→ Exercise prompt
Convert all of the records below into a JSON list of strings with one string per line, skipping blank lines and leaving out the pictures.

→ Material provided

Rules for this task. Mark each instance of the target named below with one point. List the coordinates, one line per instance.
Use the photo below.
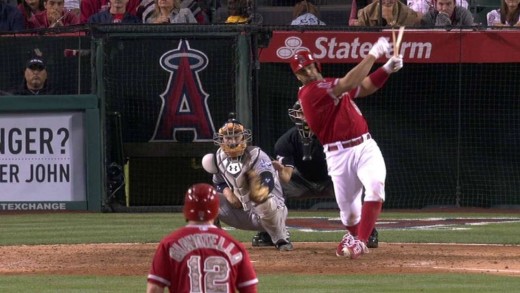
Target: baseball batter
(200, 257)
(354, 159)
(252, 197)
(302, 166)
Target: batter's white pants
(352, 170)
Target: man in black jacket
(35, 78)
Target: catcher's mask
(201, 203)
(233, 137)
(302, 59)
(296, 115)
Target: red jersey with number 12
(202, 258)
(331, 118)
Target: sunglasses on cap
(36, 67)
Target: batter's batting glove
(393, 64)
(380, 48)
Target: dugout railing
(448, 126)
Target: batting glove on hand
(393, 64)
(380, 48)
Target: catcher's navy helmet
(233, 137)
(302, 59)
(201, 203)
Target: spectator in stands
(306, 13)
(393, 12)
(423, 6)
(170, 11)
(116, 13)
(354, 7)
(446, 13)
(35, 78)
(29, 8)
(91, 7)
(147, 8)
(11, 19)
(507, 15)
(54, 15)
(73, 6)
(239, 11)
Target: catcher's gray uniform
(268, 216)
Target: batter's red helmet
(201, 203)
(302, 59)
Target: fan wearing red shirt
(201, 257)
(354, 160)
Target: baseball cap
(36, 61)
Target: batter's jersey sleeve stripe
(247, 283)
(159, 280)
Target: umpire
(301, 164)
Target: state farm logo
(292, 46)
(332, 48)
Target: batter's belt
(339, 145)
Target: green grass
(70, 228)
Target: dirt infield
(307, 258)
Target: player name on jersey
(188, 243)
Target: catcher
(251, 194)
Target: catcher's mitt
(258, 191)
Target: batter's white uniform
(354, 159)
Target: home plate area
(325, 224)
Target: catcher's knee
(266, 208)
(376, 192)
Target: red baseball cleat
(351, 247)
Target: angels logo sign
(184, 102)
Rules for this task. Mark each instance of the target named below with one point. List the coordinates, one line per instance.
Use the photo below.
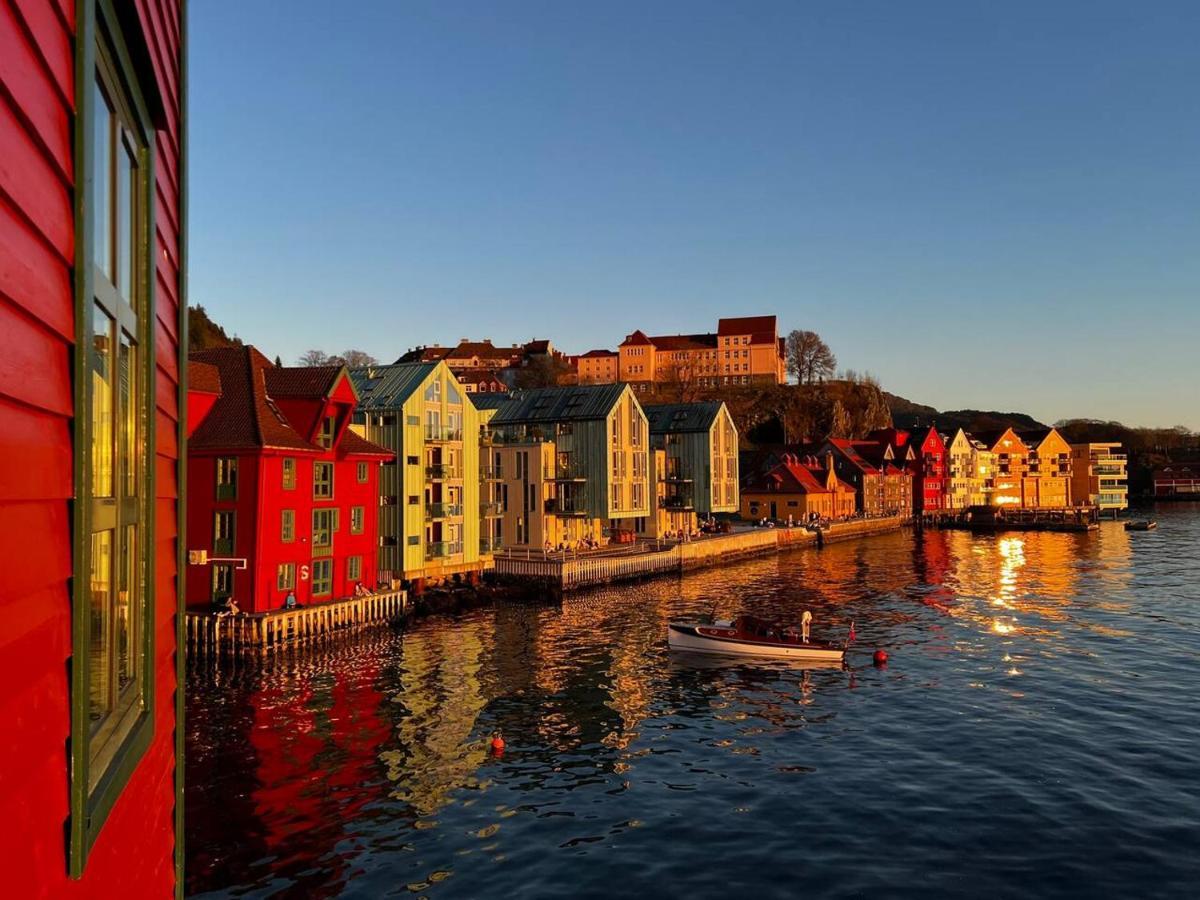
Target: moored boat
(1141, 525)
(749, 636)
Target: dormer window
(328, 430)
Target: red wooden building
(925, 463)
(282, 495)
(1179, 479)
(91, 300)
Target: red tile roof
(246, 418)
(684, 342)
(203, 377)
(637, 339)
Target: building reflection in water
(301, 762)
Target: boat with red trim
(749, 636)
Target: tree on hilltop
(809, 358)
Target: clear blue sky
(985, 204)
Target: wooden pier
(214, 634)
(571, 571)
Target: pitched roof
(676, 418)
(301, 381)
(636, 339)
(353, 444)
(245, 417)
(555, 405)
(684, 342)
(389, 387)
(203, 377)
(762, 329)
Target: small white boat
(748, 636)
(1141, 525)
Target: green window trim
(99, 772)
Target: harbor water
(1035, 732)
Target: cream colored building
(430, 495)
(573, 463)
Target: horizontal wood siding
(133, 853)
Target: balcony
(439, 550)
(567, 507)
(443, 510)
(569, 472)
(442, 433)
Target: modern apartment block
(574, 462)
(1048, 472)
(701, 445)
(1099, 475)
(969, 472)
(283, 497)
(430, 510)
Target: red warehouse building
(282, 496)
(924, 460)
(91, 411)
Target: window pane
(127, 375)
(102, 186)
(102, 405)
(127, 604)
(100, 624)
(126, 245)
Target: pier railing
(258, 633)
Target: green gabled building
(430, 514)
(599, 467)
(701, 445)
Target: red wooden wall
(133, 855)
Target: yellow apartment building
(430, 495)
(970, 467)
(1099, 475)
(571, 463)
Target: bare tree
(313, 358)
(357, 359)
(809, 358)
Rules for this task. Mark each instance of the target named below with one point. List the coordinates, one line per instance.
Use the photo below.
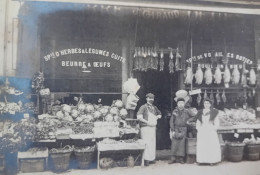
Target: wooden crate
(191, 146)
(31, 165)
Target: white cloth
(148, 134)
(208, 146)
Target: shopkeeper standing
(178, 125)
(148, 115)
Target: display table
(243, 128)
(29, 155)
(102, 147)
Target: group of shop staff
(208, 146)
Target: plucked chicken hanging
(217, 76)
(161, 61)
(235, 75)
(223, 96)
(208, 76)
(199, 99)
(227, 75)
(211, 97)
(189, 76)
(252, 77)
(218, 99)
(171, 63)
(243, 76)
(177, 61)
(199, 75)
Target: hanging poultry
(211, 97)
(252, 77)
(161, 61)
(171, 63)
(235, 75)
(177, 61)
(217, 76)
(227, 75)
(199, 75)
(243, 76)
(223, 96)
(218, 97)
(199, 99)
(208, 76)
(205, 95)
(189, 76)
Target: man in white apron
(148, 115)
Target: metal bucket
(252, 151)
(235, 152)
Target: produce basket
(235, 151)
(61, 158)
(84, 156)
(252, 151)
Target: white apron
(148, 134)
(208, 146)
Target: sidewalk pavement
(163, 168)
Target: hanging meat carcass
(208, 76)
(161, 61)
(223, 96)
(171, 63)
(218, 99)
(189, 76)
(178, 61)
(205, 95)
(147, 60)
(235, 75)
(199, 99)
(211, 97)
(141, 59)
(199, 75)
(217, 76)
(252, 77)
(243, 76)
(155, 59)
(227, 75)
(136, 60)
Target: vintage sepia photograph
(133, 87)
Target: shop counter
(102, 147)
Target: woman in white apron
(148, 115)
(208, 146)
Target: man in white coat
(148, 115)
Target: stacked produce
(11, 108)
(17, 135)
(230, 117)
(85, 118)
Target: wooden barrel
(223, 151)
(61, 160)
(191, 146)
(252, 151)
(235, 152)
(84, 158)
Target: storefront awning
(221, 6)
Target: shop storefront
(78, 55)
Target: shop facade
(87, 51)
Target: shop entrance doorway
(163, 85)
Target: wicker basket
(235, 152)
(84, 158)
(61, 158)
(252, 151)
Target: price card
(236, 135)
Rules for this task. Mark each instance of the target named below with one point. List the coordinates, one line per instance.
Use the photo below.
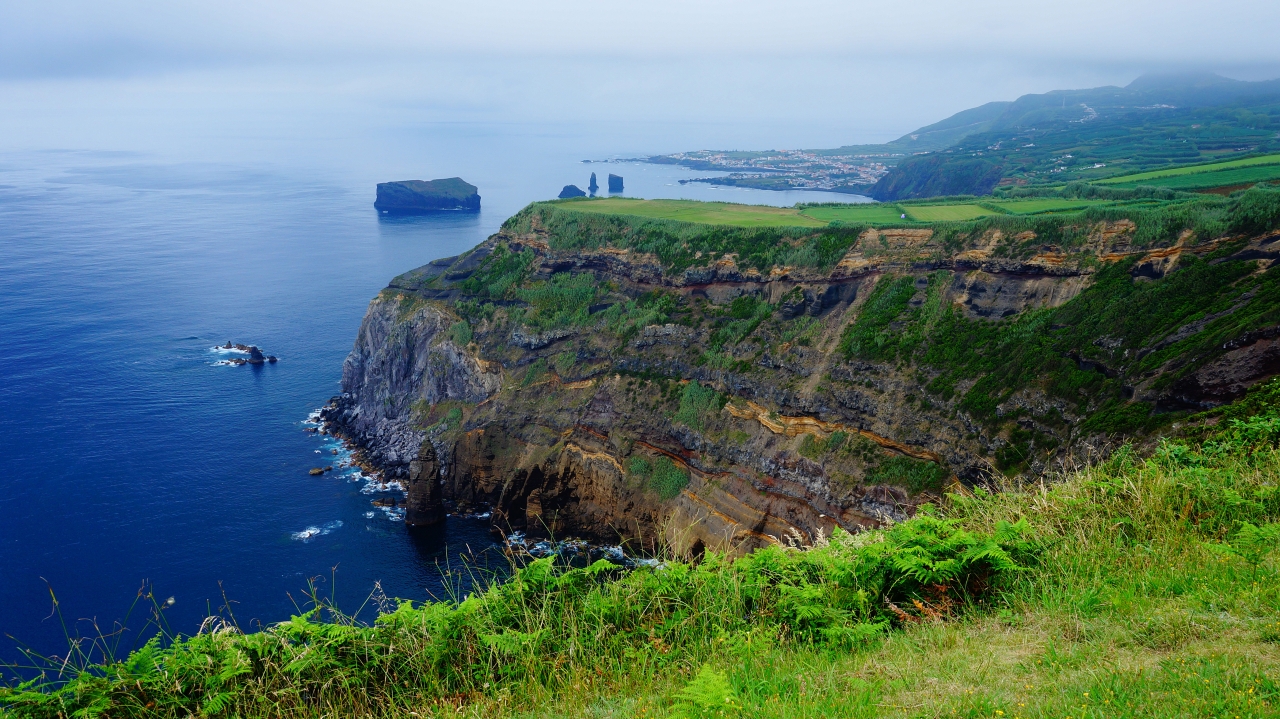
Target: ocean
(133, 459)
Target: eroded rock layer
(595, 389)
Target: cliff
(711, 387)
(419, 196)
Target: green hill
(1153, 123)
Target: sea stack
(423, 505)
(419, 196)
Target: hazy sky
(804, 72)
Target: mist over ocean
(128, 456)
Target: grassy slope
(1193, 169)
(1045, 205)
(860, 213)
(703, 213)
(945, 213)
(1129, 609)
(1205, 181)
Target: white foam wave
(311, 532)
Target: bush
(547, 618)
(696, 404)
(461, 333)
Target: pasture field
(945, 213)
(1128, 181)
(1220, 178)
(1045, 205)
(695, 211)
(869, 213)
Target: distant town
(787, 169)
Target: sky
(804, 73)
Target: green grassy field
(945, 213)
(868, 213)
(694, 211)
(1045, 205)
(1203, 181)
(1191, 170)
(1139, 589)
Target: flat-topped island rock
(428, 196)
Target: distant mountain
(1155, 122)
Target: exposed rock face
(424, 505)
(720, 406)
(401, 360)
(419, 196)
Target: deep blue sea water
(129, 457)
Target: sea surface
(132, 459)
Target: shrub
(696, 404)
(461, 333)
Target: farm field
(1128, 181)
(1220, 178)
(860, 213)
(945, 213)
(694, 211)
(1034, 205)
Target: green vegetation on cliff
(1061, 218)
(1137, 587)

→ Task solution
[
  "Rules for this task. Mark each instance of the target named below with one point. List the coordinates, one line per instance.",
  "Use the photo below.",
  "Target: baseball batter",
  "(200, 257)",
  "(354, 159)",
  "(252, 197)",
  "(302, 166)",
  "Target: batter's white pants",
  "(352, 170)",
  "Target: man in black jacket",
  "(35, 78)",
  "Target: catcher's mask",
  "(201, 203)",
  "(233, 137)",
  "(302, 59)",
  "(296, 115)",
  "Target: red jersey with number 12",
  "(202, 258)",
  "(331, 118)",
  "Target: sunglasses on cap",
  "(36, 67)",
  "Target: batter's batting glove",
  "(393, 64)",
  "(380, 48)",
  "Target: dugout railing",
  "(448, 126)",
  "Target: batting glove on hand",
  "(393, 64)",
  "(380, 48)",
  "Target: catcher's navy helmet",
  "(233, 137)",
  "(302, 59)",
  "(201, 203)",
  "Target: spectator in stands",
  "(306, 13)",
  "(393, 12)",
  "(423, 6)",
  "(170, 11)",
  "(116, 13)",
  "(354, 7)",
  "(446, 13)",
  "(35, 78)",
  "(29, 8)",
  "(91, 7)",
  "(147, 8)",
  "(11, 19)",
  "(507, 15)",
  "(54, 15)",
  "(73, 6)",
  "(239, 11)",
  "Target: catcher's gray uniform",
  "(268, 216)",
  "Target: batter's red helmet",
  "(201, 203)",
  "(302, 59)",
  "Target: fan wearing red shirt",
  "(201, 257)",
  "(354, 160)",
  "Target: baseball cap",
  "(36, 61)",
  "Target: batter's jersey sleeve stripe",
  "(247, 283)",
  "(159, 280)",
  "Target: umpire",
  "(301, 164)",
  "Target: state farm logo",
  "(292, 46)",
  "(332, 48)",
  "Target: batter's belt",
  "(339, 145)",
  "Target: green grass",
  "(70, 228)",
  "Target: dirt infield",
  "(307, 258)",
  "Target: player name on jersey",
  "(188, 243)",
  "Target: catcher",
  "(251, 194)",
  "Target: catcher's mitt",
  "(258, 191)",
  "Target: batter's white uniform",
  "(354, 159)",
  "Target: home plate area",
  "(325, 224)",
  "Target: catcher's knee",
  "(266, 208)",
  "(376, 192)",
  "Target: red baseball cleat",
  "(351, 247)",
  "Target: angels logo sign",
  "(184, 102)",
  "Rules for this task. Mark each instance of the target named below with one point. List the coordinates, one line per instance.",
  "Use the photo below.",
  "Target: moored boat",
  "(1141, 525)",
  "(749, 636)",
  "Target: dormer window",
  "(328, 430)",
  "Target: red wooden building",
  "(925, 463)",
  "(282, 495)",
  "(1179, 479)",
  "(91, 300)",
  "Target: red tile roof",
  "(246, 418)",
  "(684, 342)",
  "(203, 377)",
  "(637, 339)",
  "Target: building reflection in water",
  "(301, 762)",
  "Target: boat with red trim",
  "(749, 636)",
  "Target: tree on hilltop",
  "(809, 358)",
  "Target: clear blue sky",
  "(985, 204)",
  "Target: wooden pier",
  "(214, 634)",
  "(571, 571)",
  "Target: pitched roof",
  "(676, 418)",
  "(301, 381)",
  "(636, 339)",
  "(353, 444)",
  "(245, 417)",
  "(555, 405)",
  "(684, 342)",
  "(389, 387)",
  "(203, 377)",
  "(762, 329)",
  "Target: small white boat",
  "(748, 636)",
  "(1141, 525)",
  "Target: green window trim",
  "(99, 772)",
  "Target: harbor water",
  "(1035, 732)",
  "Target: cream colored building",
  "(430, 495)",
  "(573, 463)",
  "Target: horizontal wood siding",
  "(133, 853)",
  "Target: balcony",
  "(439, 550)",
  "(567, 507)",
  "(443, 510)",
  "(569, 472)",
  "(442, 433)",
  "Target: modern apartment block",
  "(574, 462)",
  "(1048, 472)",
  "(701, 445)",
  "(1099, 475)",
  "(969, 472)",
  "(283, 497)",
  "(430, 510)",
  "Target: red warehouse building",
  "(282, 496)",
  "(924, 460)",
  "(91, 411)",
  "Target: window pane",
  "(127, 375)",
  "(102, 186)",
  "(102, 405)",
  "(127, 604)",
  "(100, 624)",
  "(126, 245)",
  "Target: pier railing",
  "(258, 633)",
  "Target: green gabled building",
  "(430, 514)",
  "(599, 467)",
  "(701, 445)",
  "Target: red wooden wall",
  "(133, 855)",
  "Target: yellow apartment building",
  "(430, 495)",
  "(970, 467)",
  "(1099, 475)",
  "(571, 463)",
  "Target: bare tree",
  "(313, 358)",
  "(357, 359)",
  "(809, 358)",
  "Rules for this task. Mark each instance of the target named below with one point. List the coordinates, one line per instance.",
  "Use the photo below.",
  "Target: wooden crate",
  "(191, 146)",
  "(31, 165)",
  "Target: white cloth",
  "(148, 134)",
  "(208, 146)",
  "Target: shopkeeper standing",
  "(178, 125)",
  "(148, 115)",
  "Target: display table",
  "(243, 128)",
  "(29, 155)",
  "(102, 147)",
  "Target: group of shop staff",
  "(208, 146)",
  "Target: plucked chicken hanging",
  "(217, 76)",
  "(161, 61)",
  "(235, 75)",
  "(223, 96)",
  "(208, 76)",
  "(199, 99)",
  "(227, 75)",
  "(211, 97)",
  "(189, 76)",
  "(252, 77)",
  "(218, 99)",
  "(171, 63)",
  "(243, 76)",
  "(177, 61)",
  "(199, 75)",
  "Target: hanging poultry",
  "(211, 97)",
  "(252, 77)",
  "(161, 61)",
  "(171, 63)",
  "(235, 75)",
  "(177, 61)",
  "(217, 76)",
  "(227, 75)",
  "(199, 75)",
  "(243, 76)",
  "(223, 96)",
  "(218, 97)",
  "(199, 99)",
  "(208, 76)",
  "(205, 95)",
  "(189, 76)",
  "Target: man in white apron",
  "(148, 115)",
  "Target: metal bucket",
  "(252, 151)",
  "(235, 152)",
  "Target: produce basket",
  "(235, 151)",
  "(61, 158)",
  "(84, 156)",
  "(252, 151)",
  "Target: white apron",
  "(148, 134)",
  "(208, 146)",
  "Target: sidewalk pavement",
  "(163, 168)",
  "Target: hanging meat carcass",
  "(208, 76)",
  "(161, 61)",
  "(223, 96)",
  "(171, 63)",
  "(218, 99)",
  "(189, 76)",
  "(178, 61)",
  "(205, 95)",
  "(147, 60)",
  "(235, 75)",
  "(199, 99)",
  "(211, 97)",
  "(141, 59)",
  "(199, 75)",
  "(217, 76)",
  "(252, 77)",
  "(243, 76)",
  "(155, 59)",
  "(227, 75)",
  "(136, 60)",
  "Target: vintage sepia photograph",
  "(133, 87)",
  "Target: shop counter",
  "(102, 147)",
  "Target: woman in white apron",
  "(148, 115)",
  "(208, 146)",
  "Target: man in white coat",
  "(148, 115)",
  "Target: stacked produce",
  "(11, 108)",
  "(17, 135)",
  "(230, 117)",
  "(85, 118)",
  "Target: wooden barrel",
  "(223, 151)",
  "(61, 160)",
  "(191, 146)",
  "(252, 151)",
  "(235, 152)",
  "(84, 158)",
  "Target: storefront awning",
  "(221, 6)",
  "Target: shop storefront",
  "(78, 55)",
  "Target: shop facade",
  "(87, 51)",
  "Target: shop entrance doorway",
  "(163, 85)",
  "Target: wicker basket",
  "(235, 152)",
  "(84, 158)",
  "(61, 158)",
  "(252, 151)",
  "Target: price card",
  "(236, 135)",
  "Rules for this task. Mark each instance of the target named below with one point. List the coordinates, one line per instance.",
  "Use the photo below.",
  "Target: ocean",
  "(133, 459)",
  "Target: eroded rock layer",
  "(595, 389)",
  "Target: cliff",
  "(711, 387)",
  "(419, 196)",
  "Target: green hill",
  "(1153, 123)",
  "Target: sea stack",
  "(423, 505)",
  "(419, 196)",
  "Target: hazy sky",
  "(804, 72)",
  "Target: mist over ocean",
  "(128, 456)",
  "Target: grassy slope",
  "(1193, 169)",
  "(1045, 205)",
  "(860, 213)",
  "(703, 213)",
  "(945, 213)",
  "(1129, 609)",
  "(1205, 181)",
  "Target: white foam wave",
  "(311, 532)",
  "Target: bush",
  "(547, 618)",
  "(696, 404)",
  "(461, 333)",
  "Target: pasture field",
  "(945, 213)",
  "(1128, 181)",
  "(1220, 178)",
  "(1045, 205)",
  "(695, 211)",
  "(869, 213)",
  "Target: distant town",
  "(787, 169)",
  "Target: sky",
  "(804, 73)",
  "Target: green grassy field",
  "(945, 213)",
  "(868, 213)",
  "(694, 211)",
  "(1045, 205)",
  "(1203, 181)",
  "(1191, 170)",
  "(1139, 589)",
  "Target: flat-topped island rock",
  "(428, 196)",
  "Target: distant mountain",
  "(1155, 122)",
  "Target: exposed rock face",
  "(424, 505)",
  "(720, 406)",
  "(401, 360)",
  "(419, 196)",
  "Target: deep blue sea water",
  "(129, 457)",
  "Target: sea surface",
  "(132, 459)",
  "Target: shrub",
  "(696, 404)",
  "(461, 333)",
  "Target: farm field",
  "(1128, 181)",
  "(1220, 178)",
  "(860, 213)",
  "(945, 213)",
  "(694, 211)",
  "(1034, 205)",
  "Target: green vegetation on cliff",
  "(1061, 218)",
  "(1137, 587)"
]